Disrupting Judaism

At the opening of the African-American Museum this last week in the USA, Will Smith stood up to deliver his dedicatory speech and quoted Martin Luther King: “change does not roll in on the wheels of inevitability, but it comes through continuous struggle.” Anyone who has attempted to change the status quo of anything, whether political, cultural or religious can testify to the veracity of such thoughts. The CEO of Indiegogo recently put it this way: “The world loves to say ‘no’. It likes the status quo, it doesn’t like change (…) your job is to keep saying ‘yes’.”
In Judaism right now there are many it seems who are screaming ‘yes’. Many who are demanding change from the roots up and are beginning to do something about it. Rabbi Cardozo (whose blog appears on the Times of Israel website) describes such Jewish faith start-ups as ‘disruptive Judaism’ because they are increasingly putting pressure on the establishment, and rapidly so. The spectrum of disrupters runs from the Women of the Wall to the Beit Moshe movement and the ordination this last week of the first batch of rabbis from the Shalom Hartman Institute in Jerusalem (see link below). While we in Messianic Judaism would not necessarily agree with all the components of such ’emergent’ forms of Judaism, the fact is that Messianic Judaism DOES belong to the disruptive spectrum of Judaism. One of the newly ordained Rabbis put their vision as follows: “At Bina, a big part of what we try to do is to ‘redeem’ Judaism, reclaim ownership of Judaism, reclaim terms and language and concepts, but while reinterpreting and redefining, also finding new meanings.” There is very little in such a statement that we would disagree with, although our conclusions will surely differ.

****************

* [Questions on the material]
a. In the piece on disruptive Judaism, what term does Rabbi Cardozo use for the new Jewish faith start-ups?
b. Write the next paragraph of the piece on disruptive Judaism, following on from its final sentence.

* [Dataset entries]
****************

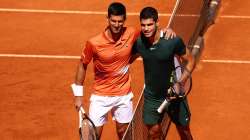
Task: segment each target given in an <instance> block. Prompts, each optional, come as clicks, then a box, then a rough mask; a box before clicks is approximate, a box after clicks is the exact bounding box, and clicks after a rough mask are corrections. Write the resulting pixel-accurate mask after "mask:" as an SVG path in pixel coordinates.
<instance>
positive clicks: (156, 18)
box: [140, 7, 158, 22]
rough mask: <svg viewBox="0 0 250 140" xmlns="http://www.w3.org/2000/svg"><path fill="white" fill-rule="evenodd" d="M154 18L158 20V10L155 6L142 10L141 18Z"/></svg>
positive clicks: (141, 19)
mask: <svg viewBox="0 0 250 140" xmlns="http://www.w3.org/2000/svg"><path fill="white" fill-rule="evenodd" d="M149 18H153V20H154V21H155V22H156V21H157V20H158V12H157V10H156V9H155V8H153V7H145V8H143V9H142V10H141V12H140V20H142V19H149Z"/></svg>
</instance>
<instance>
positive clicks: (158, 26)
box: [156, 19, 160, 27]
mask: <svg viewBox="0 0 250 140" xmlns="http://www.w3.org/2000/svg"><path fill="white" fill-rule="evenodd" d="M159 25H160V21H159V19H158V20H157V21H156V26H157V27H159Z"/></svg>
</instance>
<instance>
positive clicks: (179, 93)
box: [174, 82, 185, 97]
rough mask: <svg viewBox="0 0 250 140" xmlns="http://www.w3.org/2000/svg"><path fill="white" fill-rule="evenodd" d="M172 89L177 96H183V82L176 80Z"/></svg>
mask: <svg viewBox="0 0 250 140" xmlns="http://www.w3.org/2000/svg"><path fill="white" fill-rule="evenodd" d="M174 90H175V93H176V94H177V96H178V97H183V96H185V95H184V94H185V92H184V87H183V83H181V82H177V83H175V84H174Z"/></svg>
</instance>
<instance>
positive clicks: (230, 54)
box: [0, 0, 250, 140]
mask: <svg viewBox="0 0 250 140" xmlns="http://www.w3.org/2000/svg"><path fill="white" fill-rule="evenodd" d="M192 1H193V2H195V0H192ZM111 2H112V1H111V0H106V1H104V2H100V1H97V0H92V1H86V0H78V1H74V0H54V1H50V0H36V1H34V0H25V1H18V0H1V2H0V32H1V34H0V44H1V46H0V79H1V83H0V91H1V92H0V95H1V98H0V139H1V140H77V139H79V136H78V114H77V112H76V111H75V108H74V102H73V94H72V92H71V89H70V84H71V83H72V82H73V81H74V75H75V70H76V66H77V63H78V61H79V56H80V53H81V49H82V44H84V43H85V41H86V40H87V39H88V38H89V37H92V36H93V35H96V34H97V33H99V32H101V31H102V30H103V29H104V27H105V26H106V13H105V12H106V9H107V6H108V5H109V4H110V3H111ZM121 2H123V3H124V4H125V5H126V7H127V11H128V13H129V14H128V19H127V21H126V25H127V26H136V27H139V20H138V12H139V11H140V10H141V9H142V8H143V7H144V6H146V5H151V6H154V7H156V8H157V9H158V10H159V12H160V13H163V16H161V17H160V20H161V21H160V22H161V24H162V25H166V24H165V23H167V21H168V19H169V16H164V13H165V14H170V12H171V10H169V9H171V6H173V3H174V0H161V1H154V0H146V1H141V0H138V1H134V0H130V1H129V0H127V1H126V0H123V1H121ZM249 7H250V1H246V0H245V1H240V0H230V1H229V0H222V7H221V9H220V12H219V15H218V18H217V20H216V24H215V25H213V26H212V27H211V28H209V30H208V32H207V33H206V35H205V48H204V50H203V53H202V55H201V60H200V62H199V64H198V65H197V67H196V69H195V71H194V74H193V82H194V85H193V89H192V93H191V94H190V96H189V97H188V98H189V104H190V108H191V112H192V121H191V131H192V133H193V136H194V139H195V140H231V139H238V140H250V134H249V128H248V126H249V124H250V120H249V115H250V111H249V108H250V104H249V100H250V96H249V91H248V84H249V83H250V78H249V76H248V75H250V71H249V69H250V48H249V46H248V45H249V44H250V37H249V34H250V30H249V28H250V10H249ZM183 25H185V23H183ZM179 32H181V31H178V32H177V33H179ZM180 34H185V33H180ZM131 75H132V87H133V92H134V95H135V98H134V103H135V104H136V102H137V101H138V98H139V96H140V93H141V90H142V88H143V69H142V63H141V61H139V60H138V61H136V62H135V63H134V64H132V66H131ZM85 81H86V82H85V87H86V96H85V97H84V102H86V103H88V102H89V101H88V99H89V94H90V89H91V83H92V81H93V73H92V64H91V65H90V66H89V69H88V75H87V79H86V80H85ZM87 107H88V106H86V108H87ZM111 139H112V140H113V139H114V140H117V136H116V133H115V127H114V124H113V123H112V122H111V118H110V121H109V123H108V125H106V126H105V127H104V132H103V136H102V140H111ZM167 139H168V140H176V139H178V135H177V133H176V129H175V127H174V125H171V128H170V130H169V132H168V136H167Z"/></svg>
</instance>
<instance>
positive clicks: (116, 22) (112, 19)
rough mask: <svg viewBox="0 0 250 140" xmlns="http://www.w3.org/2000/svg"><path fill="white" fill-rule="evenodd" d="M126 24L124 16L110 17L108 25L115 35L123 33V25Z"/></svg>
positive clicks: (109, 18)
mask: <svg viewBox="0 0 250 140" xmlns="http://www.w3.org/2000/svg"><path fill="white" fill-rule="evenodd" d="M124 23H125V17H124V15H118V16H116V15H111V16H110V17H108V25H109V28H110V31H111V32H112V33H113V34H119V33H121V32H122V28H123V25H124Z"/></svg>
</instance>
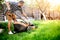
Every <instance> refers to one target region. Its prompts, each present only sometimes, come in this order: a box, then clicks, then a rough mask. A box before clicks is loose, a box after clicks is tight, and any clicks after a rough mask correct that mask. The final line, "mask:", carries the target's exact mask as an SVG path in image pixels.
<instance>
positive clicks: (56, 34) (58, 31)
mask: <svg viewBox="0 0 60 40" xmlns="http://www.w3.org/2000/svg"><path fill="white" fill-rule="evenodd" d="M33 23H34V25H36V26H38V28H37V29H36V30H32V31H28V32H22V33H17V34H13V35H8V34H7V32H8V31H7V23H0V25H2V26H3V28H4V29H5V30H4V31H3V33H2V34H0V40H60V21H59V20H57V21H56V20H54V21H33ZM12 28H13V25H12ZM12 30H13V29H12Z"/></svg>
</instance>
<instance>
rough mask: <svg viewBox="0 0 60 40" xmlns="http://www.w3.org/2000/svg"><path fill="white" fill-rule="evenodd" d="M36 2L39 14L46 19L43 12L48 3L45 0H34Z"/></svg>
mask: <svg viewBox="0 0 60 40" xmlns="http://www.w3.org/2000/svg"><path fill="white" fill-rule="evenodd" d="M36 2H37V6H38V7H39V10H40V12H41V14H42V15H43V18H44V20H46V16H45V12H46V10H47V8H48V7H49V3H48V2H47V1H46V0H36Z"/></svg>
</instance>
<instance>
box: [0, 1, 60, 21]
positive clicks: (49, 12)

****************

* [Answers to the problems]
a. He calls them "disruptive Judaism."

b.
What this does however reveal is not only the thirst and hunger right now for a redefined Judaism, or should we say a new relationship with our Judaism, our shared Jewish heritage, amongst Israelis and the wider diaspora community, it also reveals the telling fact THAT such a change is possible and desirable. Indeed Judaism has never been static and unchanging, even if many have sought to portray it as such for the wrong reasons. Messianic Judaism is a ‘disruptive’ Judaism because it not only is willing to question but also because in Mashiach we have a perfect example of disruption. An ancient thread of Jewish experience and identity was the concept of G-d breaking into the human experiential realm, whether through our deliverance from Egypt or being led through the wilderness, or yet again with the tradition of the Bat Kol speaking and guiding Israel through the ages. His presence literally disrupted our lives and we knew that HE was the reason for our existence, continued and past. We have lost such a concept in today’s forms of Judaism. In Mashiach we can begin to win that back. As He taught and preached 2000 years ago the question on so many people’s lips was ‘in whose authority do you speak?’ They wanted to know who trained Him, what school of thought He adhered to, in which Rabbi’s name He ministered. Yeshua rejected such limitations and so often responded to such questions with ‘you have heard it said (by Rabbi so and so), but I say unto you..’ He spoke on His own authority, or directly related such authority back to His Father in heaven. Such a disruption in the religious thought-world continuum of course caused astonishment and some outrage, as it does today.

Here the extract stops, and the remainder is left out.